═══ Material for this task ═══

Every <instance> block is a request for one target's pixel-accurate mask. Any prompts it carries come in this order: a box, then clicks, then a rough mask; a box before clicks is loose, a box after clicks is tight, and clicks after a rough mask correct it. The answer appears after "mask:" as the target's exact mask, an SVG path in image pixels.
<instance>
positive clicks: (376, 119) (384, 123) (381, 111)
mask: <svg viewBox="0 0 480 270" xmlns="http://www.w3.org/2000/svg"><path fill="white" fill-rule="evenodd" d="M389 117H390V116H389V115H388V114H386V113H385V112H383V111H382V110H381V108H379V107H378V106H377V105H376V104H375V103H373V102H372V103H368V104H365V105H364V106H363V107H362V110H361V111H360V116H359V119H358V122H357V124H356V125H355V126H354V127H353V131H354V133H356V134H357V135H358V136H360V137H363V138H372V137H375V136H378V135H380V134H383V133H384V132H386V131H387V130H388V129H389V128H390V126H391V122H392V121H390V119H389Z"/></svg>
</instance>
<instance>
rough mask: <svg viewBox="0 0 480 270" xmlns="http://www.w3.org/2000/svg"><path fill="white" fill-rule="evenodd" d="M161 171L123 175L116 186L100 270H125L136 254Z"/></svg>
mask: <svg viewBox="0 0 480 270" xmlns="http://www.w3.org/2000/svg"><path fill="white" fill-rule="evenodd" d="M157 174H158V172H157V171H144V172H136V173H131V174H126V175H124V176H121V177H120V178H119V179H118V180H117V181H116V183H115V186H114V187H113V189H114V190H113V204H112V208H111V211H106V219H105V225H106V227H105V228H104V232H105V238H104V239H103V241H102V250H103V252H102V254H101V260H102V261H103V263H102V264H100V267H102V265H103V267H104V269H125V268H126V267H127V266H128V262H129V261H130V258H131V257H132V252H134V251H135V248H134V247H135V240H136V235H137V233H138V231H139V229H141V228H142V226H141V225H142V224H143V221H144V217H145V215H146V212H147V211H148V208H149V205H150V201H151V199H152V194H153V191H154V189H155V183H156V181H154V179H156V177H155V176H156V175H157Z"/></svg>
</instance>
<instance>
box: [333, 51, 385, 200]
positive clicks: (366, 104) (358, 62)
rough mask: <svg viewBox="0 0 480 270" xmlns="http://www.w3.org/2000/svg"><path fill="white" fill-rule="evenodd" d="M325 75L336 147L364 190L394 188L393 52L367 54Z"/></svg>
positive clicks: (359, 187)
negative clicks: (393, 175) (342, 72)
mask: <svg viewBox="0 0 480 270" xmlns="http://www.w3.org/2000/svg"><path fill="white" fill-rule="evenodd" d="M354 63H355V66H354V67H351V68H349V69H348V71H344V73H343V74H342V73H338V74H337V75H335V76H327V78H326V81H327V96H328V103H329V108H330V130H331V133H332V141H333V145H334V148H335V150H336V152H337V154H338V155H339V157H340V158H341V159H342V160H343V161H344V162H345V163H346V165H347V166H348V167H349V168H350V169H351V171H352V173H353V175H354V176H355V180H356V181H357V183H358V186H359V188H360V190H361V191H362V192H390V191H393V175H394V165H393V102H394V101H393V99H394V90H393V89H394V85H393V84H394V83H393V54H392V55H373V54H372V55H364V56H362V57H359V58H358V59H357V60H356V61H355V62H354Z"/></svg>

═══

**What to produce:** Pull out each line of the items above that contains the string "clicks". Matching is case-sensitive.

**Solution below:**
Every <instance> block is a request for one target's pixel-accurate mask. Any prompts it carries come in this order: a box, then clicks, then a rough mask; a box before clicks is loose, a box after clicks is tight, and clicks after a rough mask correct it. The answer appears after "mask:" as the target's exact mask, an SVG path in image pixels.
positive clicks: (376, 119) (384, 123) (381, 111)
positive clicks: (366, 104) (358, 62)
positive clicks: (359, 187)
negative clicks: (393, 175) (342, 72)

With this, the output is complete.